→ **READING TEXT**:
The mission had a cultural component, as well. The native guides and porters were naturalists-in-training. Members of the Wai Wai tribe have been tasked with managing the preserve, protecting the animals and plants living along the mighty Essequibo River and its tributary, the Sipu, against poachers, loggers and miners. Investigating their ecosystem along with the university-trained scientists, the Wai Wai were preparing to become para-biologists and rangers, formalized roles for the people who have been Guyana’s unofficial “forest keepers” for generations.

Expedition to the Edge

“Once some bandy-legged, lurching creature, an ant-eater or a bear, scuttled clumsily amid the shadows.”
A.C. Doyle

Marshall first met his guides after the expedition embarked in early October 2006 from a small airfield on the outskirts of Georgetown. A reluctant flyer, he felt the color drain from his sweat-beaded face as the twin-prop plane lifted off and rose above a patchwork of small farms and scattered houses. Soon, from the window of the droning aircraft the entomologist saw nothing but the rainforest’s emerald canopy stitched to the sky in every direction.

The flight, it turned out, was just the first of Marshall’s many white-knuckle experiences in Guyana. The plane touched down near the banks of the Essequibo, where the Wai Wai guides, “druggers” (equipment porters) and “line cutters” (machete-wielding trailblazers) were waiting to take the team upriver. In this trackless forest, modes of travel are two: foot and canoe. Several dugouts, hand-carved of dark purple heartwood in the ancestral Wai Wai tradition, sat on the riverbank. But in a jarring clash of cultures, each primitive boat sported a shiny outboard motor. The 750-horsepower Evinrudes, lent to the expedition by Conservation International, have obvious advantages over paddles for transporting several entomologists, an ornithologist, an ichthyologist, a herpetologist, a mammalogist and a water-quality expert — as well as hundreds of pounds of food and gear — deep into the lost world.

The boats pushed off. The tangled green understory, lush and luminous in the filtered sunlight, closed around the travelers. It wasn’t long before Marshall noticed water pooling around his feet, apparently seeping through a crack in the heart-wood hidden under bulging bags of gear. During the two-day journey, whenever the canoe struck a submerged log with a loud crack! (as it did every now and then), he halfway expected the vessel to split in two “like a peapod” and dump the researchers into waters as brown and opaque as chocolate milk. But the craft, which the Wai Wai patched each night with sticky, resinous bark scrapings, was sound and sturdy in its ancient design. It never foundered.

After the researchers disembarked, they spent another day hiking into the forest to reach their first survey site.

→ **STORED DATA**:
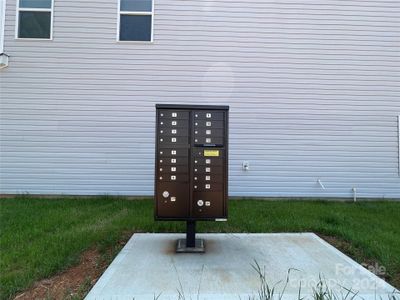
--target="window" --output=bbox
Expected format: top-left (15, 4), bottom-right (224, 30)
top-left (16, 0), bottom-right (53, 39)
top-left (118, 0), bottom-right (154, 42)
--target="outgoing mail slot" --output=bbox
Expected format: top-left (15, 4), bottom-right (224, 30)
top-left (158, 172), bottom-right (189, 182)
top-left (158, 136), bottom-right (188, 147)
top-left (193, 166), bottom-right (224, 176)
top-left (194, 120), bottom-right (224, 129)
top-left (194, 157), bottom-right (224, 167)
top-left (158, 163), bottom-right (188, 174)
top-left (193, 182), bottom-right (223, 192)
top-left (158, 147), bottom-right (189, 159)
top-left (158, 156), bottom-right (189, 166)
top-left (193, 174), bottom-right (224, 184)
top-left (194, 111), bottom-right (224, 121)
top-left (158, 128), bottom-right (188, 138)
top-left (194, 127), bottom-right (224, 138)
top-left (192, 147), bottom-right (225, 161)
top-left (158, 110), bottom-right (189, 120)
top-left (194, 136), bottom-right (224, 146)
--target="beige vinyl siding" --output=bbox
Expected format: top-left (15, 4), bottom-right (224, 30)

→ **WORK REQUEST 1**: Check each statement against the Guyana expedition text and say yes or no, quoting the words that decide it. (a) The expedition left from an airfield near Georgetown in early October 2006. (b) The dugout canoes had no motors and were paddled upriver. (c) The canoe journey took three days.
→ **WORK REQUEST 2**: Retype everything in the Guyana expedition text from "The boats pushed" down to "first survey site.".

→ **OUTPUT 1**:
(a) Yes: "the expedition embarked in early October 2006 from a small airfield on the outskirts of Georgetown."
(b) No: "each primitive boat sported a shiny outboard motor."
(c) No: "During the two-day journey."

→ **OUTPUT 2**:
The boats pushed off. The tangled green understory, lush and luminous in the filtered sunlight, closed around the travelers. It wasn’t long before Marshall noticed water pooling around his feet, apparently seeping through a crack in the heart-wood hidden under bulging bags of gear. During the two-day journey, whenever the canoe struck a submerged log with a loud crack! (as it did every now and then), he halfway expected the vessel to split in two “like a peapod” and dump the researchers into waters as brown and opaque as chocolate milk. But the craft, which the Wai Wai patched each night with sticky, resinous bark scrapings, was sound and sturdy in its ancient design. It never foundered.

After the researchers disembarked, they spent another day hiking into the forest to reach their first survey site.